#### STATED GOAL:
Print exactly the lines from the one containing "Where can you see the black leggings" through the last line of the listing, both included.

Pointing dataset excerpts
--------------------------------

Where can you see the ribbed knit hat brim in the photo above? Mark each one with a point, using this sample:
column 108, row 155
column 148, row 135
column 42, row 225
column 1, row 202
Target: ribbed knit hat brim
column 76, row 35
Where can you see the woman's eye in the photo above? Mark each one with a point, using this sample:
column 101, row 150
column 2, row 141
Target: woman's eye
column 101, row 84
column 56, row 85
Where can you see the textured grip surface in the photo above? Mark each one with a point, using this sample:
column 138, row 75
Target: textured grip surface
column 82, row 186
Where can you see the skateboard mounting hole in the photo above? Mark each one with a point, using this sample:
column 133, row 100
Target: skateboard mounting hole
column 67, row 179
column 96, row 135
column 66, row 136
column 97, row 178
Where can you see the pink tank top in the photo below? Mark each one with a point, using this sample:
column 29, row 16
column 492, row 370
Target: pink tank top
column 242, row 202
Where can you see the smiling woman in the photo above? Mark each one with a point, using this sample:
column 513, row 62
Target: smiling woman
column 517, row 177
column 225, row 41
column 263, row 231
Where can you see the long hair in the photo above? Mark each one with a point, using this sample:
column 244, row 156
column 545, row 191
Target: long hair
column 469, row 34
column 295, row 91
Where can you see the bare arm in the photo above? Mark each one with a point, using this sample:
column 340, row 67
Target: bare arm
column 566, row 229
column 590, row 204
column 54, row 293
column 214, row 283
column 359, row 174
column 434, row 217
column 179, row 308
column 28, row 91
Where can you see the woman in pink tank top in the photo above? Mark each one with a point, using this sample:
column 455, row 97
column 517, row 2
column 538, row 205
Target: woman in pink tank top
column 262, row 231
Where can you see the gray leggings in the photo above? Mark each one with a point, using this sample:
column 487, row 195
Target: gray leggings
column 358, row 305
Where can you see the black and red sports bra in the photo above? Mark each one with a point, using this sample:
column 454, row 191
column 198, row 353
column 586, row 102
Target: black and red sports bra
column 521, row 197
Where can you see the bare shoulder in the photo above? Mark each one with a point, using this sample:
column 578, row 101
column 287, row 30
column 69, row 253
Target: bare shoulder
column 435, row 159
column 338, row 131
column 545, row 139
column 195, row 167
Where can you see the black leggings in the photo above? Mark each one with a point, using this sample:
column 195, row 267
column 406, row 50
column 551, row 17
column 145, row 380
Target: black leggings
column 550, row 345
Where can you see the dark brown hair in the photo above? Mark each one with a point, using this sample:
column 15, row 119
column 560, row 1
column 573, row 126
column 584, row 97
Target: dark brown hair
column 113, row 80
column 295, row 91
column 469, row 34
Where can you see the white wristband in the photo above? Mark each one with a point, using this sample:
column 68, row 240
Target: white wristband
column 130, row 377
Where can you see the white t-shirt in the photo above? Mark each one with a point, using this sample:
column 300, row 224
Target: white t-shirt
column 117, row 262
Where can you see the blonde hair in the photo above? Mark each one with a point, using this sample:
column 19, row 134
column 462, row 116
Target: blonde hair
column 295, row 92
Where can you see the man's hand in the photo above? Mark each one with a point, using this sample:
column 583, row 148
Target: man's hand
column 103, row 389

--------------------------------

#### TASK RESULT:
Where can you see the black leggings in the photo above? Mark each one with a point, using this sample:
column 195, row 267
column 406, row 50
column 551, row 17
column 145, row 380
Target: black leggings
column 550, row 345
Where can you see the dark brown hair in the photo above? Mark each one with a point, using this sample:
column 15, row 119
column 560, row 1
column 573, row 126
column 584, row 97
Target: dark brown hair
column 113, row 80
column 295, row 91
column 469, row 34
Where can you see the white wristband in the photo above? Mark each one with a point, using this sample:
column 68, row 240
Target: white wristband
column 130, row 377
Where can you see the white t-shirt in the photo above? Mark each one with a point, using this sample:
column 300, row 224
Target: white t-shirt
column 117, row 262
Where can you see the blonde hair in the photo above? Mark each one with a point, using this sample:
column 19, row 134
column 462, row 116
Target: blonde hair
column 295, row 92
Where can you see the man's hand in the photo above? Mark each one with a point, using this sample:
column 583, row 148
Target: man's hand
column 103, row 389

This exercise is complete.